25th anniversary

Oral Tradition Volume 8, Number 1March 1993


About the Authors

Ursula Schaefer

A member of the Englisches Seminar and Sonderforschungsbereich on Orality and Literacy at the Universitat Freiburg, Ursula Schaefer has published many influential works, among them Vokalitat: Atlenglische Dichtung zwischen Mundlichkeit und Schriftlichkeit (1992).

William Merrit Sale

William Merritt Sale, Professor Emerita of Classics and Comparative Literature at Washington University, has published extensively on Homer, South Slavic, and Romance epic as well as other classical areas. Essays on oral tradition in the Iliad andOdyssey have appeared in journals such as Greek, Roman, and Byzantine Studies, the American Journal of Philology, and Transactions of the American Philological Association.

James B. Pearce

James Pearce, Professor of Classical Studies at Trinity University in San Antonio, maintains research interests in a variety of Greek authors, especially Homer and Theocritus.

Raymond F. Person, Jr.

Having recently received his doctorate from Duke University, Raymond Person has two books in press, the latter of which brings sociolinguistic analysis to bear on the Old Testament Book of Job.

■ Entries shown ■
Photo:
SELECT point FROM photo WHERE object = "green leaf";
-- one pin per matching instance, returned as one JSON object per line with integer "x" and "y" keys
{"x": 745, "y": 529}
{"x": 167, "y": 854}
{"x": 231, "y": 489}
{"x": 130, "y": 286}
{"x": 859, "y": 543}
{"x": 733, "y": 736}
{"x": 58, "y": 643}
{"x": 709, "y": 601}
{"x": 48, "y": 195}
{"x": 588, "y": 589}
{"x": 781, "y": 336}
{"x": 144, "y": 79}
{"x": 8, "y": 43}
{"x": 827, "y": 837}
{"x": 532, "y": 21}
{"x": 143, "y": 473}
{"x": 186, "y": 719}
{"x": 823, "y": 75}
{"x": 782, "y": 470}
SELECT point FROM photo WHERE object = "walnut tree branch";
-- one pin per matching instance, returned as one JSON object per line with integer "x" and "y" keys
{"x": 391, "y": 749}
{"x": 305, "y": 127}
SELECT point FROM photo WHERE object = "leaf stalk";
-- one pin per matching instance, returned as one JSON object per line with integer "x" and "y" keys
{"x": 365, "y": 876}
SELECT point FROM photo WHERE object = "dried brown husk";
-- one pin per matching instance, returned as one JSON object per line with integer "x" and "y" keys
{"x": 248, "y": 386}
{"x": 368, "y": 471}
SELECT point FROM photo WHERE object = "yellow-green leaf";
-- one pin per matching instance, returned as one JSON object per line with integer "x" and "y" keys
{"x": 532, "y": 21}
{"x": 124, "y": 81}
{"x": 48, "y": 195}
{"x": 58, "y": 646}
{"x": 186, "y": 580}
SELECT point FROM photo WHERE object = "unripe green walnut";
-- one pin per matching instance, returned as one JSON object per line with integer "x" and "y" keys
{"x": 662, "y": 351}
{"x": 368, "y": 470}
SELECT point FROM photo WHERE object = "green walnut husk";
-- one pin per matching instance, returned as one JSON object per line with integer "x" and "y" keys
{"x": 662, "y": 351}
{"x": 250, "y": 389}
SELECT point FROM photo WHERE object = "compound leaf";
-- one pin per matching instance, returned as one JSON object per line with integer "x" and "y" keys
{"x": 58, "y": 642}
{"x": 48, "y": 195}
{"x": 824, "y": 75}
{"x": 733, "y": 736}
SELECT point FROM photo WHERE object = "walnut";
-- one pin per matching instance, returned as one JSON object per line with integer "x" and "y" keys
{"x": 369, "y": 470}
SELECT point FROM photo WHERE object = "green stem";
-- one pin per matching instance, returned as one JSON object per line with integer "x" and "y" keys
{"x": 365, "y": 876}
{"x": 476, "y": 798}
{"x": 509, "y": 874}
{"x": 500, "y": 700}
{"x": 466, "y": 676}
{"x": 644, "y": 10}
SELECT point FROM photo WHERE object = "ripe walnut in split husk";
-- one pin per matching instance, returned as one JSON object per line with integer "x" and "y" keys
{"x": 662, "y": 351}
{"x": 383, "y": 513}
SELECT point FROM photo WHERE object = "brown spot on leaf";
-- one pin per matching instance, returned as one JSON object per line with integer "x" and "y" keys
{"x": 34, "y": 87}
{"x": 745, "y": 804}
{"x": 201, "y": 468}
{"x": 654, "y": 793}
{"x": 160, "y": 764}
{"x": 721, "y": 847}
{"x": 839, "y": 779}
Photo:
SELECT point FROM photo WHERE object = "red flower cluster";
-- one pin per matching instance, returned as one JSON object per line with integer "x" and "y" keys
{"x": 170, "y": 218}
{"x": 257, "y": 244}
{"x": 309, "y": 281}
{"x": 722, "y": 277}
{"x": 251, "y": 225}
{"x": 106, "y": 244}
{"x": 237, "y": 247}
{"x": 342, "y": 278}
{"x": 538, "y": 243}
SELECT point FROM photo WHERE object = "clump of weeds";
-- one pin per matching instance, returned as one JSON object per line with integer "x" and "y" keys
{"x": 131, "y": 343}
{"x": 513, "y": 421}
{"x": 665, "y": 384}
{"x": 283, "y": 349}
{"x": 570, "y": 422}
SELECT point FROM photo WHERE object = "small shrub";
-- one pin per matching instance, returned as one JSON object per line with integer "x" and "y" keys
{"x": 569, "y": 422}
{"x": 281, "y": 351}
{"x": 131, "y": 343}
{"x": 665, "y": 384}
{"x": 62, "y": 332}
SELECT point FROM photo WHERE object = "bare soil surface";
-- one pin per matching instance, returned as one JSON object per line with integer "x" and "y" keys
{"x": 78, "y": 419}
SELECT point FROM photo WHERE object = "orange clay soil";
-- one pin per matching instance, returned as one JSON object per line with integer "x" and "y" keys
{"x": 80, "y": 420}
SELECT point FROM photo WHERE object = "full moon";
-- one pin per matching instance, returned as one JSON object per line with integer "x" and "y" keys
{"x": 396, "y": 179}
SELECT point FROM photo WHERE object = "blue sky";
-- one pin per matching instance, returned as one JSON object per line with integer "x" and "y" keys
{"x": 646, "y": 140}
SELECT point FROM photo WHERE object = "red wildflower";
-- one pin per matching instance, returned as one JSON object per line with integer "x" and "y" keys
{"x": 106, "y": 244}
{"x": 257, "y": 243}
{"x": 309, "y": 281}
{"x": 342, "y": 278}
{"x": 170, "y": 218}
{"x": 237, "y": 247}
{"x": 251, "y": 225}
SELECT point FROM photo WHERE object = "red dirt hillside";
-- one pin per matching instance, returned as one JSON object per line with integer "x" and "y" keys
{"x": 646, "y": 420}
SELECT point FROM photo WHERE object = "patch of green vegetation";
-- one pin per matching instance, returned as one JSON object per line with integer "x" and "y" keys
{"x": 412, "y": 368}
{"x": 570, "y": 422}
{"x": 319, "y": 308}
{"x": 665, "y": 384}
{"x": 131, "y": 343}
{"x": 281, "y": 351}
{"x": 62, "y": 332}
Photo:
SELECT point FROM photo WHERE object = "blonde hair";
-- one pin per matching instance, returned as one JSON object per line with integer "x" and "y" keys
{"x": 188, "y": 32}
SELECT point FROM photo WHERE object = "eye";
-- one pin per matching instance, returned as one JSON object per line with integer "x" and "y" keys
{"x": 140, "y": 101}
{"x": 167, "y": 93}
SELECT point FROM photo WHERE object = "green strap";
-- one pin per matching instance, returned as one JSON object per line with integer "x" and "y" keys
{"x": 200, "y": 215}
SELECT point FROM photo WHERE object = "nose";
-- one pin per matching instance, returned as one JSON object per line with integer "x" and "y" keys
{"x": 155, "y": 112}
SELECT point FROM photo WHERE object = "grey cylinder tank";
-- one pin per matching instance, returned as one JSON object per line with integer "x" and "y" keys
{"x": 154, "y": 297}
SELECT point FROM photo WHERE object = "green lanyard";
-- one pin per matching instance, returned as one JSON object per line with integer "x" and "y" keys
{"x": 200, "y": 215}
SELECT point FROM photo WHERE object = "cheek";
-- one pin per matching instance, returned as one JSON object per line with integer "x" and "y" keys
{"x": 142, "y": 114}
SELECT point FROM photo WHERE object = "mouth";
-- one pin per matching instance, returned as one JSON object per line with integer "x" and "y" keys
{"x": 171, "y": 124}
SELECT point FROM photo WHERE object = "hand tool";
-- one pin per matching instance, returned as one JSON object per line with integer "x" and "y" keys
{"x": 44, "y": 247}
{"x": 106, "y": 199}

■ Work order 1 ■
Answer these questions from the author notes:
(a) At which university is James Pearce a professor of classical studies?
(b) Where did Raymond Person receive his doctorate?
(c) Which two Greek authors are named as Pearce's special research interests?
■ Work order 2 ■
Extend the author notes for this journal issue, continuing after their final sentence.

■ Response box 1 ■
(a) Trinity University in San Antonio
(b) Duke University
(c) Homer and Theocritus

■ Response box 2 ■
Eric L. Montenyohl

One of folklorist Eric Montenyohl’s chief interests is represented here in his discussion of strategies for textualization of oral traditions, a topic that he is pursuing in a book-length manuscript. Having received a Ph.D from Indiana University, he now teaches at the University of Southwestern Louisiana.

Keith Dickson

Presently assistant professor of classics at Purdue University, Keith Dickson has published on Homer, Pindar, and ancient medicine. He is currently writing a book on the Homeric epics, with special emphasis on the contribution of modern theories of narrative.

Egbert J. Bakker

Egbert J. Bakker is Professor of Classics at the University of Texas at Austin. His main interests are oral tradition, pragmatics, and narratology in ancient Greek literature. His books include Poetry in Speech: Orality and Homeric Discourse (1997) and the Brill Companion to Herodotus (co-ed., 2002).